Goal ::
Display each line of the records below that contains the string "segmentation", matching case exactly and copying each line in full.

Task data ::
________________________

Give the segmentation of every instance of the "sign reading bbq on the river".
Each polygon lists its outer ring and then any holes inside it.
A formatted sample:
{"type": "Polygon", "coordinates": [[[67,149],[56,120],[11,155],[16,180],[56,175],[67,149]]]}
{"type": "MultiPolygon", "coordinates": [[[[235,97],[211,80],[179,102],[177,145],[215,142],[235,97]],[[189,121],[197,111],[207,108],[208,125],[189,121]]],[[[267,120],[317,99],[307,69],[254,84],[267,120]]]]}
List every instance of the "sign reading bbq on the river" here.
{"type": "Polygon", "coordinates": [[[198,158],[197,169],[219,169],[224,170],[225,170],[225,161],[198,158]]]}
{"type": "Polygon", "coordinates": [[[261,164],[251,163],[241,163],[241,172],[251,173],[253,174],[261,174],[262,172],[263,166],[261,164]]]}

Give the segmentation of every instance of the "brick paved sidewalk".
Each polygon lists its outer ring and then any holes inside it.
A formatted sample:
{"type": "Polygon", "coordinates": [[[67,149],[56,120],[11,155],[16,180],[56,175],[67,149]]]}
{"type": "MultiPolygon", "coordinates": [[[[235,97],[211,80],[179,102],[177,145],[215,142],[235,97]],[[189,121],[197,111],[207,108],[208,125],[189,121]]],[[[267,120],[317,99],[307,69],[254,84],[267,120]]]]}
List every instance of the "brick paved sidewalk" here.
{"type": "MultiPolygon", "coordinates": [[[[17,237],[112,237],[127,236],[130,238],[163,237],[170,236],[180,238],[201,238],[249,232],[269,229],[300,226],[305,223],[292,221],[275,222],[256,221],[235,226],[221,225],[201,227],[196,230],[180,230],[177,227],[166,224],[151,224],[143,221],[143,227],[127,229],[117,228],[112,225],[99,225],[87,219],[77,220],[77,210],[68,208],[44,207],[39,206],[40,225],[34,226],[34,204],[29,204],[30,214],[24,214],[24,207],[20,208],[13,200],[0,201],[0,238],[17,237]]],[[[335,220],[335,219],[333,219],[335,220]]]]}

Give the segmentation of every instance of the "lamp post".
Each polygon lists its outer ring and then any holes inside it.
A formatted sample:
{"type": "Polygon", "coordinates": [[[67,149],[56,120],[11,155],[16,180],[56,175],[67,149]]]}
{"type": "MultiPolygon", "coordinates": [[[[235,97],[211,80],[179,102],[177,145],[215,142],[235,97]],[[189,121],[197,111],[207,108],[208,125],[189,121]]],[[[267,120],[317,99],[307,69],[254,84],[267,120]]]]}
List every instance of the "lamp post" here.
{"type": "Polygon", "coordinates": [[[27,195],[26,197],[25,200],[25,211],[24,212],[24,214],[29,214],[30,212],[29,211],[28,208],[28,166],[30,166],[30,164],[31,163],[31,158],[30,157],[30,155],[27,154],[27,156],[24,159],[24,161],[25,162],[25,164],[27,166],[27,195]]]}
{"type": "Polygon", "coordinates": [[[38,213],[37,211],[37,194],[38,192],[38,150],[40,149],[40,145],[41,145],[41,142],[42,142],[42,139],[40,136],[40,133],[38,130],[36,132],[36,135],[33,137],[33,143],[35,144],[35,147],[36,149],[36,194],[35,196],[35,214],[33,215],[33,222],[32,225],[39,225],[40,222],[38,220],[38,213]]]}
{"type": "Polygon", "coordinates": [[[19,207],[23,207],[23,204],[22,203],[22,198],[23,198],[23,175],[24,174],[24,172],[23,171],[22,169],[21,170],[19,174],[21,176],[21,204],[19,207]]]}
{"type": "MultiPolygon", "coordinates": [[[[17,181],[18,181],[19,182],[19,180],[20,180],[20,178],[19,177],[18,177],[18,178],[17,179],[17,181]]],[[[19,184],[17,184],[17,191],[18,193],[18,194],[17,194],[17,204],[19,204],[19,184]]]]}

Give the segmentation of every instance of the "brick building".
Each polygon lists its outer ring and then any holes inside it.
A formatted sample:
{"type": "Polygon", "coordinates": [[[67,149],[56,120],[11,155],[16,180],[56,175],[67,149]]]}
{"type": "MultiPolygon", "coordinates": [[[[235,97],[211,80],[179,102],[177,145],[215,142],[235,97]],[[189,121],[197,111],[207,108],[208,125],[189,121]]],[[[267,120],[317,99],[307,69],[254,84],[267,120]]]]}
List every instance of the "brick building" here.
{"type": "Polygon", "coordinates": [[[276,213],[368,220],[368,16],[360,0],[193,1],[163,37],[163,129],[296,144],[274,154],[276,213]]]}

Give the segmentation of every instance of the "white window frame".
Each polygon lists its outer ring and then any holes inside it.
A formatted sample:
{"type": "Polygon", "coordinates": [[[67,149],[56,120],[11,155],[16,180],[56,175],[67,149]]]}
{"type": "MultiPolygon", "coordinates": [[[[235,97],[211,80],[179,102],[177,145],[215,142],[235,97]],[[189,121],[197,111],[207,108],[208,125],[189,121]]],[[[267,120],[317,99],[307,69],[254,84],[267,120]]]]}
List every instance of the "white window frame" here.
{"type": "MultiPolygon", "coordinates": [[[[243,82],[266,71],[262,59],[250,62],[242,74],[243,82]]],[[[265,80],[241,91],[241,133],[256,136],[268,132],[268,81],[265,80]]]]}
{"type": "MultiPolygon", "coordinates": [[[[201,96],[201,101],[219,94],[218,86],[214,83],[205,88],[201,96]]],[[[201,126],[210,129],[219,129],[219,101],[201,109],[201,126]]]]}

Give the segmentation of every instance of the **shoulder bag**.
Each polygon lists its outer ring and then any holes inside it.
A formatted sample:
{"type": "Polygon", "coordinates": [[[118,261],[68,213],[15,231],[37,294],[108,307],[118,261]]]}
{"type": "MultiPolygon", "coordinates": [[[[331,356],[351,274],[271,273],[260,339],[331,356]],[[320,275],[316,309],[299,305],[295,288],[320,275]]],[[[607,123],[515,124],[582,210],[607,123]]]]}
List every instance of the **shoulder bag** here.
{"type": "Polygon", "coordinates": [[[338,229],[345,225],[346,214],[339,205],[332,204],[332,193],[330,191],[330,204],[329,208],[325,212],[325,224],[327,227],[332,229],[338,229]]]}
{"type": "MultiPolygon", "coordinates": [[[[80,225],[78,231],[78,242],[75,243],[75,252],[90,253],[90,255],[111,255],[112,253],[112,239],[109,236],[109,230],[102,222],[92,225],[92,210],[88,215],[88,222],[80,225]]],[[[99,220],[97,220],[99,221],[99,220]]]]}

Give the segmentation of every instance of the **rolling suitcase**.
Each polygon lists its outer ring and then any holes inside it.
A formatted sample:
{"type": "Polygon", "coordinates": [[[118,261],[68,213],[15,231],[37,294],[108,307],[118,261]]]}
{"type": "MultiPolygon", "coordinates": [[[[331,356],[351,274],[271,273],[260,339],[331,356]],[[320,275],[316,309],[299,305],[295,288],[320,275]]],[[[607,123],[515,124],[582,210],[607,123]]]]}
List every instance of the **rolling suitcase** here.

________________________

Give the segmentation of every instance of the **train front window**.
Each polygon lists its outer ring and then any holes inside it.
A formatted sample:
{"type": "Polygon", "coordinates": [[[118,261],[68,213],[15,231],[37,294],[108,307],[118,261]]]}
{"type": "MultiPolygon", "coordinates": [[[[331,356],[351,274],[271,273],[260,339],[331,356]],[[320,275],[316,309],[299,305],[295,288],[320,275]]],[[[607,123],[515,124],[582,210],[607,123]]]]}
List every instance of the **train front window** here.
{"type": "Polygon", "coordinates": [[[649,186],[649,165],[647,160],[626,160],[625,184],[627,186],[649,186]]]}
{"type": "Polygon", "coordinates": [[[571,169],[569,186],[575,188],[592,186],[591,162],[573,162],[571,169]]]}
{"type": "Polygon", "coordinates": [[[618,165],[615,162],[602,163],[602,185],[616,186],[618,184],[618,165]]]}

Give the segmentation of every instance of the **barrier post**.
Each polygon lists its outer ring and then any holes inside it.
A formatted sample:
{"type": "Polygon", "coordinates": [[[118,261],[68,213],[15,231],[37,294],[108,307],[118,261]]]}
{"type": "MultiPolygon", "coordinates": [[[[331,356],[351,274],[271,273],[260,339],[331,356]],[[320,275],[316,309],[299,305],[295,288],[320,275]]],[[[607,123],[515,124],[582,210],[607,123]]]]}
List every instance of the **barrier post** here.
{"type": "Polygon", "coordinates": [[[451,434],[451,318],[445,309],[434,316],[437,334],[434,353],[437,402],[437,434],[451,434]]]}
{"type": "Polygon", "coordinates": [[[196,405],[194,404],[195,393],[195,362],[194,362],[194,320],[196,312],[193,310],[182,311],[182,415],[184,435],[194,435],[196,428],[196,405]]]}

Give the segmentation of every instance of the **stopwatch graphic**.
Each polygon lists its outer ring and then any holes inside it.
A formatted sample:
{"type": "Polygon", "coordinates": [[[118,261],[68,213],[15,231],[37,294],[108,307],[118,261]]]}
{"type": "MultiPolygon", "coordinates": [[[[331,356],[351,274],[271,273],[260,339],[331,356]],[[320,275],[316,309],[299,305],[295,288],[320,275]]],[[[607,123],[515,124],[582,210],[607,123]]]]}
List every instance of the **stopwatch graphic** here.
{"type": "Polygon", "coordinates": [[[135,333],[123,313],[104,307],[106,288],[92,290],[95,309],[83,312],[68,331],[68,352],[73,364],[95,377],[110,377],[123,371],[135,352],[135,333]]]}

________________________

Full solution ::
Give the segmentation of every instance of the "sign reading bbq on the river".
Give the segmentation of every instance of the "brick paved sidewalk".
Give the segmentation of every instance of the "lamp post".
Give the segmentation of every instance of the "brick building".
Give the segmentation of every instance of the "white window frame".
Give the segmentation of every instance of the **shoulder bag**.
Give the segmentation of every instance of the **rolling suitcase**.
Give the segmentation of every instance of the **train front window**.
Give the segmentation of every instance of the **barrier post**.
Give the segmentation of every instance of the **stopwatch graphic**.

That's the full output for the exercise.